**给定文本:**
力扣挑战赛第15天-No.86分隔链表

题目描述

给你一个链表的头节点 head 和一个特定值 x ，请你对链表进行分隔，使得所有 小于 x 的节点都出现在 大于或等于 x 的节点之前。

你应当 保留 两个分区中每个节点的初始相对位置。

示例：

输入：head = [1,4,3,2,5,2], x = 3
输出：[1,2,2,4,3,5]

输入：head = [2,1], x = 2
输出：[1,2]

注意：

链表中节点的数目在范围 [0, 200] 内
-100 <= Node.val <= 100
-200 <= x <= 200

解法一

模拟

/**
 * Definition for singly-linked list.
 * function ListNode(val, next) {
 *     this.val = (val===undefined ? 0 : val)
 *     this.next = (next===undefined ? null : next)
 * }
 */
/**
 * @param {ListNode} head
 * @param {number} x
 * @return {ListNode}
 */
let partition = function(head, x) {
  let smallHead = new ListNode();
  let largeHead = new ListNode();
  let small = smallHead;
  let large = largeHead;
  while (head) {
    if (head.val < x) {
      small.next = head;
      small = small.next;
    } else {
      large.next = head;
      large = large.next;
    }
    head = head.next;
  }
  large.next = null;
  small.next = largeHead.next;
  return smallHead.next;
};

解法二

双指针

/**
 * Definition for singly-linked list.

**数据材料:**

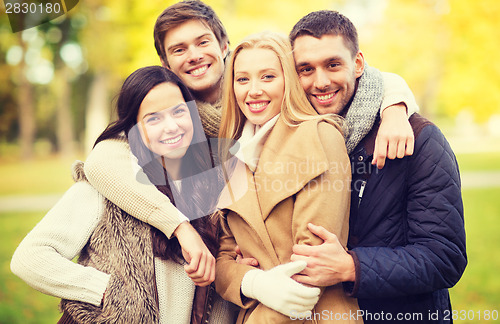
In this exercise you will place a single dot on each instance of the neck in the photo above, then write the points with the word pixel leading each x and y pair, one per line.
pixel 172 166
pixel 211 95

**必做任务 A:**
请把给定文本中从“链表中节点的数目在范围 [0, 200]”到“null : next)”这一段重新写出，并将其中的“节点的数目”改成“节点的个数”。
**必做任务 B:**
给定文本规定链表中节点的数目在什么范围内？

**完整答案 A:**
链表中节点的个数在范围 [0, 200] 内
-100 <= Node.val <= 100
-200 <= x <= 200

解法一

模拟

/**
 * Definition for singly-linked list.
 * function ListNode(val, next) {
 *     this.val = (val===undefined ? 0 : val)
 *     this.next = (next===undefined ? null : next)

**完整答案 B:**
[0, 200]